Examine the records and identify each line that includes the string "girl". Copy those lines.

• Data extract
========

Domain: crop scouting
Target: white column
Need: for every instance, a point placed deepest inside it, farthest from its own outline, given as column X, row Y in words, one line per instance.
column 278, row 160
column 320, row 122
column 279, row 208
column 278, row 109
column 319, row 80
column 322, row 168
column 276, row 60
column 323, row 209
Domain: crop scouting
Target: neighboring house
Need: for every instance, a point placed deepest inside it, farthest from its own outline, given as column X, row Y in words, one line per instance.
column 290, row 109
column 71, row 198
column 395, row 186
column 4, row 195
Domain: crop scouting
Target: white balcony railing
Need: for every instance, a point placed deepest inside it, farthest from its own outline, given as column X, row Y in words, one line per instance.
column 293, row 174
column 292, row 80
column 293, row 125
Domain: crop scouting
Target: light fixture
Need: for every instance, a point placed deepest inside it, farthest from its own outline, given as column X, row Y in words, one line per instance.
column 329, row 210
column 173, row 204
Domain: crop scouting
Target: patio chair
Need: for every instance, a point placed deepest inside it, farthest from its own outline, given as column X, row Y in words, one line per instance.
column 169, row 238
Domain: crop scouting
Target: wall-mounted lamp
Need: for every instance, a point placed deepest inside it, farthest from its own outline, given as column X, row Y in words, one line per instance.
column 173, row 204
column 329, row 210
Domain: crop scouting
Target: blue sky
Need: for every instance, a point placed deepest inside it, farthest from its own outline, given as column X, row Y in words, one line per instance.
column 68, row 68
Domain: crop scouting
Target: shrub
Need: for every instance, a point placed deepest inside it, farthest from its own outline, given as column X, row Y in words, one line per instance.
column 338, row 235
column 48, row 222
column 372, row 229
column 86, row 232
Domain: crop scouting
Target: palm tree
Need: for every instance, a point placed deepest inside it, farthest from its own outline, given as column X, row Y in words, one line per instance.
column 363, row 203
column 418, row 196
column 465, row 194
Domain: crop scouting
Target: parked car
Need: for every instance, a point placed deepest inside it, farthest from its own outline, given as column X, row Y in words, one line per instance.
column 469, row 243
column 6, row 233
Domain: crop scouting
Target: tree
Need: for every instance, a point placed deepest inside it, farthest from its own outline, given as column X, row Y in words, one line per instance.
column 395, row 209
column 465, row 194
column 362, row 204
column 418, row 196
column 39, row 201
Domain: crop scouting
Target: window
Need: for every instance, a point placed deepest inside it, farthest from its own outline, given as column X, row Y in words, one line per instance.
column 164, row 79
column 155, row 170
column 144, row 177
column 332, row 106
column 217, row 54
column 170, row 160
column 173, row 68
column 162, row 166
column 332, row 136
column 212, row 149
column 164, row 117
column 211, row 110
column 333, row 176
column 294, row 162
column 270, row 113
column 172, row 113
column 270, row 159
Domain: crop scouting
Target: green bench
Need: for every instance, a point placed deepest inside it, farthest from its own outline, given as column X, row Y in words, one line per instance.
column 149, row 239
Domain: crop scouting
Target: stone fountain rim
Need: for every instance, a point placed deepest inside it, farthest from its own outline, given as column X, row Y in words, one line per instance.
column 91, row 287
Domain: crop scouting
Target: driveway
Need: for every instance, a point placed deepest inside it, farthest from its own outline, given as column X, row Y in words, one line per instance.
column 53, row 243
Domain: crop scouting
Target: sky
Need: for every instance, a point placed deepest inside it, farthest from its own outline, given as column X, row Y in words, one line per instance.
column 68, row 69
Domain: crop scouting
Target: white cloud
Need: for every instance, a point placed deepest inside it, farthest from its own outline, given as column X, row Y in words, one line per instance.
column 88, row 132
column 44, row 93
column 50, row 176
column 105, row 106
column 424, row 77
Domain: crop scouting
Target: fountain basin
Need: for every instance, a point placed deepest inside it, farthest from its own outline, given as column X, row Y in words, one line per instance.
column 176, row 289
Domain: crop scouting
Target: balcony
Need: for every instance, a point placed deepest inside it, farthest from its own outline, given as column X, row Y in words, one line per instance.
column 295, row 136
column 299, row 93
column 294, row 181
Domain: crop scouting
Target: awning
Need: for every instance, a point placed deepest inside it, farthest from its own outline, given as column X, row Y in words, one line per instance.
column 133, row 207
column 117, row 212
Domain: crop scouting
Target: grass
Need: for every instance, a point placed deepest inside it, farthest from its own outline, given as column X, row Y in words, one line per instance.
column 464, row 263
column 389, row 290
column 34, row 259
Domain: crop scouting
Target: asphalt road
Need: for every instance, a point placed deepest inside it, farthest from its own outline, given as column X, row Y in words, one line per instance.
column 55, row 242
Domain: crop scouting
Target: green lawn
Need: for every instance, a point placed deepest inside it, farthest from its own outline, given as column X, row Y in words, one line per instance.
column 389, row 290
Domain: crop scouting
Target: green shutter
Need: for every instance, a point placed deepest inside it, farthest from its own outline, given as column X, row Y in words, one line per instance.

========

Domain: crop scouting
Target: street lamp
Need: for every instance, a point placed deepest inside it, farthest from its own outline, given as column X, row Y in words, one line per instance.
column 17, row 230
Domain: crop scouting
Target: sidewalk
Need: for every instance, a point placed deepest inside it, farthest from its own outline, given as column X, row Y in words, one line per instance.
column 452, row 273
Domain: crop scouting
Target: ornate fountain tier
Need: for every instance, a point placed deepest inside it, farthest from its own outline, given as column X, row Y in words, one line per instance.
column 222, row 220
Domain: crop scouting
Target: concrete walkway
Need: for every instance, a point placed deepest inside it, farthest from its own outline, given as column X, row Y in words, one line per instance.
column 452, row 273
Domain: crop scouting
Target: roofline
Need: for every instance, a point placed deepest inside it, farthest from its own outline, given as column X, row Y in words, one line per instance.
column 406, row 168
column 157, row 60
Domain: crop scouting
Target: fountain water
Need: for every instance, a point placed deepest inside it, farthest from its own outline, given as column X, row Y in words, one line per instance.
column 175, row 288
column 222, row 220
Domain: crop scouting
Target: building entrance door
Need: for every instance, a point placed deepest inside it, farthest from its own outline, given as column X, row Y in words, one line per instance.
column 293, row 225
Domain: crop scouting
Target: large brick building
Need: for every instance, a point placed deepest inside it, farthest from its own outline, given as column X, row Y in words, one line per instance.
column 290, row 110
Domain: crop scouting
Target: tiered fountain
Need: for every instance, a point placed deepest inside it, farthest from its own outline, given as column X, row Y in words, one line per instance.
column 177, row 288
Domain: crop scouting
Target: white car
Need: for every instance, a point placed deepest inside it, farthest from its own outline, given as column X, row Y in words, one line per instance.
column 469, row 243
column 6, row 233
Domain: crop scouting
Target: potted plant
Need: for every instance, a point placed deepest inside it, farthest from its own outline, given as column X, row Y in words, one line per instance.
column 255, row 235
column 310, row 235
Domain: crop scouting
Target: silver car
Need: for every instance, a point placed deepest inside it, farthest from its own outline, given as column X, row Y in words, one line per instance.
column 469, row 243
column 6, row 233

========

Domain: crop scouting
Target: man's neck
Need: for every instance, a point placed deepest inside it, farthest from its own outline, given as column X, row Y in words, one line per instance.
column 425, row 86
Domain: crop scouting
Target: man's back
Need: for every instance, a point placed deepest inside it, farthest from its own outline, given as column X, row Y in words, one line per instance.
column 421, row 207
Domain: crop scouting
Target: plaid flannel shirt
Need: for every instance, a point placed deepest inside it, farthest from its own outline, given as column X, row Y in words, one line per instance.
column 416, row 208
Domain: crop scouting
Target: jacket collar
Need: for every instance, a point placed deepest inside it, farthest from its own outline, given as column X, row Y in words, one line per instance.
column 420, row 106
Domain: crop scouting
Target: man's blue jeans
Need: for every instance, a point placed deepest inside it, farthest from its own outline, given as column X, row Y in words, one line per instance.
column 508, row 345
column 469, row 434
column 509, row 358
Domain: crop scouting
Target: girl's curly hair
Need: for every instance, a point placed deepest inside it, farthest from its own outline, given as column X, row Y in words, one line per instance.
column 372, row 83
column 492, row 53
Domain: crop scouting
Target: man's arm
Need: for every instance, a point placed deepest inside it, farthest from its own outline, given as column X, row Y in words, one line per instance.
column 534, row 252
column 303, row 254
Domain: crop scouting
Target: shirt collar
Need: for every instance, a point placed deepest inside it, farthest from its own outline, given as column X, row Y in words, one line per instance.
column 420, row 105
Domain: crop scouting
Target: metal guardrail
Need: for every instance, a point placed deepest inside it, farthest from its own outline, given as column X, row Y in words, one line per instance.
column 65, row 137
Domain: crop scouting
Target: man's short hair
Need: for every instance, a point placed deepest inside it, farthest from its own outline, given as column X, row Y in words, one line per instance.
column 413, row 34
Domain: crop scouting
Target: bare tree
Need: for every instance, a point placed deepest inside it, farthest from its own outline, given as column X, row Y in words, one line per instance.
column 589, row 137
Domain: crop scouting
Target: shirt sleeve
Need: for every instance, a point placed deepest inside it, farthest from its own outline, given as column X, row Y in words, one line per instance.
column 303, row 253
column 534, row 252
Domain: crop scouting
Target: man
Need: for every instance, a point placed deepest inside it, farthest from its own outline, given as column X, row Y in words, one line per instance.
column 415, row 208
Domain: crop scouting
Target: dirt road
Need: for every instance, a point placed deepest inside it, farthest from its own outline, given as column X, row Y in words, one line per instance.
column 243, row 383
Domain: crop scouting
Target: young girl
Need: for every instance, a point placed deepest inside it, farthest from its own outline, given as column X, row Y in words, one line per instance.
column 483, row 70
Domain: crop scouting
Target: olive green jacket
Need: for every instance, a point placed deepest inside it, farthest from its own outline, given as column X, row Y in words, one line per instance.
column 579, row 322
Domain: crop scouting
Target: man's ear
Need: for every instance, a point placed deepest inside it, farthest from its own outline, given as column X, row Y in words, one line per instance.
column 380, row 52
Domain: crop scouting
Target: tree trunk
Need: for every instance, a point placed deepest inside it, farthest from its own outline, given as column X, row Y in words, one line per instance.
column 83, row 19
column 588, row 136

========

• Solution for this exercise
Target: girl's curly hair
Target: young girl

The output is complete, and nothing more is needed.